# Should I be trusting her with this? Am I out of line?



## tj71 (Jul 20, 2010)

Quick background: my wife had an EA with a friend of ours, she came clean a month ago, no contact with the guy, going through the normal feeling of hurt, love, forgiveness.

This morning I see an email, left open on the desktop, that she had sent to a friend of ours (another guy friend) telling him that we were having problems and that she would eventually tell him what it was all about. The emails that went back and forth were just a little too "i need a shoulder to cry on" for me to be comfortable. i confronted her and we had a fight.

I hate feeling this way that I can't trust her anymore. Should I just buck up and stop worrying?


----------



## greeneyeddolphin (May 31, 2010)

She broke your trust; it's perfectly reasonable that you wouldn't trust her. 

Even without an affair, I find it odd that she wants to talk to a male friend about relationship troubles between the two of you. When my boyfriend and I have issues, I prefer to talk to him, but if I can't for some reason, I wouldn't want to go to another man. I would feel that discussing things like that with another man are too close to doing something wrong. Discussing it with a female friend would be more acceptable, although even then...I hate to do that, as it gives friends ammo when times get tough to try to talk you out of the relationship...hence the reason I wouldn't talk to a male friend. If he develops a crush on me, I gave him ammo to try to get me out of my relationship.

STATED EXERCISE A:
In the forum thread, how long ago did the wife come clean?
These records are unrelated to the forum thread.

Records from a collection:
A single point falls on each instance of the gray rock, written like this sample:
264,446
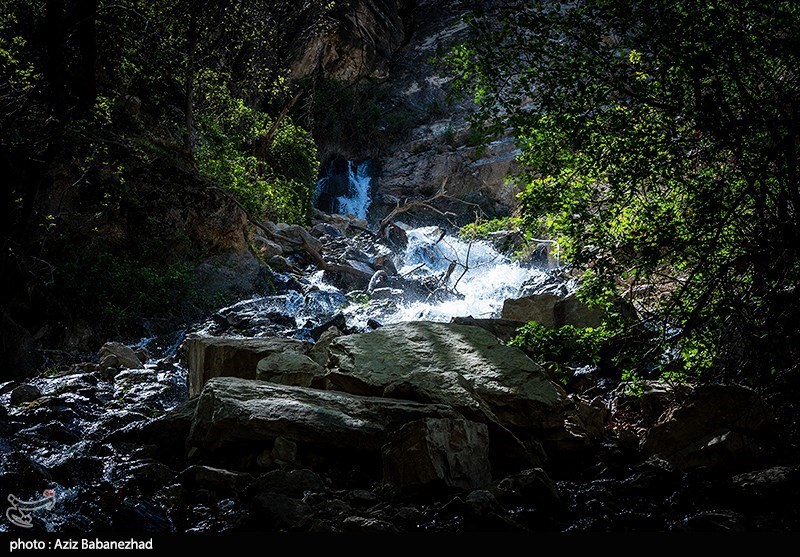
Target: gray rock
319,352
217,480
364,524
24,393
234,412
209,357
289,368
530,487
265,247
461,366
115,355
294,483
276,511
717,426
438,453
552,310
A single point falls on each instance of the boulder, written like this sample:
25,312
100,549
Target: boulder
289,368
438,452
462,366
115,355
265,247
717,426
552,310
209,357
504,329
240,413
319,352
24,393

STATED EXERCISE B:
Rewrite all of the records with "instance" replaced by "occurrence", keeping everything else the same and omitting the pictures.

RESPONSE A:
A month ago.

RESPONSE B:
A single point falls on each occurrence of the gray rock, written like this sample:
264,446
Target: gray rock
319,352
217,480
364,524
24,393
234,412
209,357
289,368
530,487
265,247
461,366
115,355
294,483
276,511
717,426
438,453
552,310
A single point falls on each occurrence of the boulder, written like this sample:
25,312
100,549
Target: boulder
289,368
438,452
462,366
115,355
265,247
717,426
552,310
209,357
504,329
240,413
319,352
24,393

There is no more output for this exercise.